[Excerpted passage — start]

As R communicates and shares his thoughts, we begin to understand that R is a pretty nice and sweet-natured guy. He is as confused by his condition as we are, since in zombie mythology we are conditioned to believe that the undead have no thoughts, function completely on bloodthirsty instinct, and can be eliminated with a simple gunshot blast to the head. Julie sees R as different than the rest of the zombies, but still a thing to manipulate to gain her freedom. Undeterred, if not growing more and more confident, R continues to be kind, muttering words like “safe” and “not safe” when Julie is forced to stay or asks to be freed. He protects her from the other zombies and the more she reciprocates, the more R can connect.
Featuring a breakout performance from Nicholas Hoult, Warm Bodies is unique and quite fun. Hoult moves his character past caricature and develops R as a young man, full-blooded and imbibed with heart and soul. Instantly we like R and inexplicably he becomes someone we root for, almost in spite of his situation. Jonathan Levine struck gold with 2011’s cancer dramedy 50/50 and this film’s tone and temperament falls somewhere between that more serious fare and his 2008 debut The Wackness. Building on Seattle author Isaac Marion’s acclaimed novel, Levine has crafted a winning screenplay with ample room for the zombie formula to be rechristened as something new and innovative.
After a fantastic 20 minute opening, Warm Bodies settles in comfortably. While the film never recaptures the lofty heights those initial minutes promise, the film’s playful nature and reliance on 1980s music to punctuate the soundtrack brings forth many smiles. At times, when Levine dabbles in conventional romantic comedy formulas, the film starts to unravel, but there’s always a moment, often from Hoult or his best zombie friend M (Rob Corddry), which brings things back to focus.
Without revealing were things end up, Warm Bodies flips the zombie tale around pretty creatively and the Shakespearean influence of two fated lovers whose names start with an R and J, threaded through the book, is perhaps more pronounced here. Truth is, there are hints of a lot of familiar films and stories in Warm Bodies, but with some great performances and a vulnerability and self-awareness few films are willing to share with its viewers, Jonathan Levine’s film has more than enough life and vitality.

[Excerpted passage — finish]

Prompt –
Decide whether each statement agrees with the Warm Bodies review. Answer yes or no for each, and quote the words from the review that decide it.
1. The film's soundtrack leans on music from the 1970s.
2. The novel the film builds on is by an author from Seattle.
3. Julie sees R as no different from the other zombies.

[Listed entries — start]

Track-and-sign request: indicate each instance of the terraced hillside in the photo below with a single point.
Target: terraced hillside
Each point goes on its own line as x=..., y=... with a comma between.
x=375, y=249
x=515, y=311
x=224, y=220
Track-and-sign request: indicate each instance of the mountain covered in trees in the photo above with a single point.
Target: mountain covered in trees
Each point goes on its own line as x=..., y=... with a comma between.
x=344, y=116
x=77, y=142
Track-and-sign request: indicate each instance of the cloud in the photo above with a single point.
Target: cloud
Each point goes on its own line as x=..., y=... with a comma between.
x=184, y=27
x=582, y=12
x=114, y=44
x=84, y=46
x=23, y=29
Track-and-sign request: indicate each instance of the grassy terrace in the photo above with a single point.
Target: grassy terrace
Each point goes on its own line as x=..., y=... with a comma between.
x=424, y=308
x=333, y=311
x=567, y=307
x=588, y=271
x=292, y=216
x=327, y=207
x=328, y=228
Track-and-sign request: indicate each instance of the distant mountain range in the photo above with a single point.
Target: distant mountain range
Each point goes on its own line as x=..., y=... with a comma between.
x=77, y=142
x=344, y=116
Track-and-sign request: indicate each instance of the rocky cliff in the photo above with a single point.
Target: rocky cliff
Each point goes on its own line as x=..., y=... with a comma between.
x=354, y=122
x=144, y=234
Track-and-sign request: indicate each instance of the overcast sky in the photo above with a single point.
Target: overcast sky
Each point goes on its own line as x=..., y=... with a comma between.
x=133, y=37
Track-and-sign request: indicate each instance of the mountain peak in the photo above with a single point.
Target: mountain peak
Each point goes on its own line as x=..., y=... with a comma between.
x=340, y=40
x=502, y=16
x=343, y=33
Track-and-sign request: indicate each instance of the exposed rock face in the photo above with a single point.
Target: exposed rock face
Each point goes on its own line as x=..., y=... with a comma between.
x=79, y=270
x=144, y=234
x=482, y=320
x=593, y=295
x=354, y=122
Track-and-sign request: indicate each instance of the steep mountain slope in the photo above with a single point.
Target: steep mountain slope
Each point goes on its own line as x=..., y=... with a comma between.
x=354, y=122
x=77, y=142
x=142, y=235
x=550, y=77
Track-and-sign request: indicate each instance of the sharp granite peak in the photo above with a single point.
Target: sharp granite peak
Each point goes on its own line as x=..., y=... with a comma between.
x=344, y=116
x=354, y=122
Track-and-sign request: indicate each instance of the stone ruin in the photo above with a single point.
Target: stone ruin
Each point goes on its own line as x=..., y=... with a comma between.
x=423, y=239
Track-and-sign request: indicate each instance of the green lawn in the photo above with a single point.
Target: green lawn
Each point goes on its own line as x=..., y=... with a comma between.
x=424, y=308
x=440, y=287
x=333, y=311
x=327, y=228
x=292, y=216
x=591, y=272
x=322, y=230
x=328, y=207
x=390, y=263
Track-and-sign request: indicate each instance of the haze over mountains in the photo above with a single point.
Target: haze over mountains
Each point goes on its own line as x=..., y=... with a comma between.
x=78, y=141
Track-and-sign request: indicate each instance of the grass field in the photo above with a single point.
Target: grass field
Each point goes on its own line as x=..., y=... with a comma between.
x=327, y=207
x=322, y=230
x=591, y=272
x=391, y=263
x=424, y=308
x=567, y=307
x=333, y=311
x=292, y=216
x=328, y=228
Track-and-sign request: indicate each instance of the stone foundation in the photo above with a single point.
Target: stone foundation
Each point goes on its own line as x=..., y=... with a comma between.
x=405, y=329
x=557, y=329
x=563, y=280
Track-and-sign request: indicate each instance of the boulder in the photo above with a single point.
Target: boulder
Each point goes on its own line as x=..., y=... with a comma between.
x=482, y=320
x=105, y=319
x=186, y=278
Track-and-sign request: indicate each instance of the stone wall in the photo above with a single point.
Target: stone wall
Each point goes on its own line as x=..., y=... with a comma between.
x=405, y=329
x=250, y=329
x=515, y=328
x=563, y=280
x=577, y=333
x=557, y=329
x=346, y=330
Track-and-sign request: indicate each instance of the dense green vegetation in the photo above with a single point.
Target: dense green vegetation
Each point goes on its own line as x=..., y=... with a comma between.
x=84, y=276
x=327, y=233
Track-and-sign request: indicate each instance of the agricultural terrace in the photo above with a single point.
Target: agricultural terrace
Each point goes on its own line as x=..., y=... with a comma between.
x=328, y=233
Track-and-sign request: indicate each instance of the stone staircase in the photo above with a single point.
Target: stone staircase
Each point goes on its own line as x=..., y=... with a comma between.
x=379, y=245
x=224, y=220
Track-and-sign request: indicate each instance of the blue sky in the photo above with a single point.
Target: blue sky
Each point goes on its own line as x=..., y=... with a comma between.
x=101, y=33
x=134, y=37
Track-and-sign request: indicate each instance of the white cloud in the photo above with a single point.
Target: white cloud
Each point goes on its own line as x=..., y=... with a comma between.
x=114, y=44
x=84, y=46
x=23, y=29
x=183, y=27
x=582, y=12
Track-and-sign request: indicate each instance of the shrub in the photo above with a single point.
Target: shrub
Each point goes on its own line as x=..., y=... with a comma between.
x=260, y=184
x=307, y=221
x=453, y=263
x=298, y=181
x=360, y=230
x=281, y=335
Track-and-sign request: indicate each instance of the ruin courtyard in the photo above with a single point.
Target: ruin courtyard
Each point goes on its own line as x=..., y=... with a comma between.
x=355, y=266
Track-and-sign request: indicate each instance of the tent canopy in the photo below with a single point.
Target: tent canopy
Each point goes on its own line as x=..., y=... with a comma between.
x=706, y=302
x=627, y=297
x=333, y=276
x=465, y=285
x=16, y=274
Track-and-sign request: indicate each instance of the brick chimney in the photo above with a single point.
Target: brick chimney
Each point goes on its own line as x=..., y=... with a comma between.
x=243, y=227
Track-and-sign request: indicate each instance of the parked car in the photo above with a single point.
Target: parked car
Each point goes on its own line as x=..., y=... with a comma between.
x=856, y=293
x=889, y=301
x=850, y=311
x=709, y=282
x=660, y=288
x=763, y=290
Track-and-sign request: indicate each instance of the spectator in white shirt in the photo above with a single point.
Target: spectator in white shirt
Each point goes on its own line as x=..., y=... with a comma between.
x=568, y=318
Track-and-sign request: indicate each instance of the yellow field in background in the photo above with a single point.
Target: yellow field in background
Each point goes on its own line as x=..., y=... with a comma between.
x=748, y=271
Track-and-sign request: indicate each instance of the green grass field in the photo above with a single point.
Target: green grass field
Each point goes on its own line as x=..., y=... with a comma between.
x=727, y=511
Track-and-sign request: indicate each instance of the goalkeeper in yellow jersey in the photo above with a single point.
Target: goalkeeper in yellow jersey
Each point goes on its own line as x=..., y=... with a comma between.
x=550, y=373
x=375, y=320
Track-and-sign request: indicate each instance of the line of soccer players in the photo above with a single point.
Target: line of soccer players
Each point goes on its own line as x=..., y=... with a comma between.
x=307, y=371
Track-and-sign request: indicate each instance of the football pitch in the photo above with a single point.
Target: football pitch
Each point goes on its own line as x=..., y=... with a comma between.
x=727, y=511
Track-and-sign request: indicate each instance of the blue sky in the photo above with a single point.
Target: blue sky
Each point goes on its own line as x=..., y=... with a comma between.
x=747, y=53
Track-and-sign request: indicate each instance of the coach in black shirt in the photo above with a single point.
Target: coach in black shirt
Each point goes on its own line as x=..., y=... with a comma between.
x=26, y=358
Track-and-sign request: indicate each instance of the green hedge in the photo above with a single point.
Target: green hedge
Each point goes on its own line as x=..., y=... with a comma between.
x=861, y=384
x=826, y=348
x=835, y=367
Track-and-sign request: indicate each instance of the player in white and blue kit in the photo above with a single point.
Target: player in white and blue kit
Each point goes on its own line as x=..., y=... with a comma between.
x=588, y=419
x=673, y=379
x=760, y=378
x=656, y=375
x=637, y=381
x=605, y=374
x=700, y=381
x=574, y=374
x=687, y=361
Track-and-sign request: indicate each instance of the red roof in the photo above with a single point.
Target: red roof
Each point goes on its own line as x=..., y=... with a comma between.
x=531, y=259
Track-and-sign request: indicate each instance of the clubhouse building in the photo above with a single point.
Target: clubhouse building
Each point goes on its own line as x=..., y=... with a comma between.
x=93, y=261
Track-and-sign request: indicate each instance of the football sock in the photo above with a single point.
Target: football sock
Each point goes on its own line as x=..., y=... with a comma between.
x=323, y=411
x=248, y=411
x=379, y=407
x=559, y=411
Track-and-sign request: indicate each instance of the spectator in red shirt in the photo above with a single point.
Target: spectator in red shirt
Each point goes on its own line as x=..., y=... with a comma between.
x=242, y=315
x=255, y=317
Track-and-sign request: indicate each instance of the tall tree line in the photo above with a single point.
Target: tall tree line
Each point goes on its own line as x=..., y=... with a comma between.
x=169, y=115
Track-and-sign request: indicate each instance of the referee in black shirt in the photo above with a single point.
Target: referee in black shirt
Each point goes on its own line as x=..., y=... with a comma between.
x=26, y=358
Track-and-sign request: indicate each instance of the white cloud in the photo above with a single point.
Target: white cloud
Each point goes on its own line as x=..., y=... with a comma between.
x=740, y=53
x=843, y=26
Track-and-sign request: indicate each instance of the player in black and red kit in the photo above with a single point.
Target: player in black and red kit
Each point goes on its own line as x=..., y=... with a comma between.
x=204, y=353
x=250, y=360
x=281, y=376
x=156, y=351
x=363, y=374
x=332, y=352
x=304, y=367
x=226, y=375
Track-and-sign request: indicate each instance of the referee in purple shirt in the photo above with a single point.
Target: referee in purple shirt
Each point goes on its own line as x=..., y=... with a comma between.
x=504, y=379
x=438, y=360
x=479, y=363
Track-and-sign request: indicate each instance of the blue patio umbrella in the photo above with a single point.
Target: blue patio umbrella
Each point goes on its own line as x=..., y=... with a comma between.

[Listed entries — finish]

Your response –
1. No: "reliance on 1980s music to punctuate the soundtrack"
2. Yes: "Seattle author Isaac Marion’s acclaimed novel"
3. No: "Julie sees R as different than the rest of the zombies"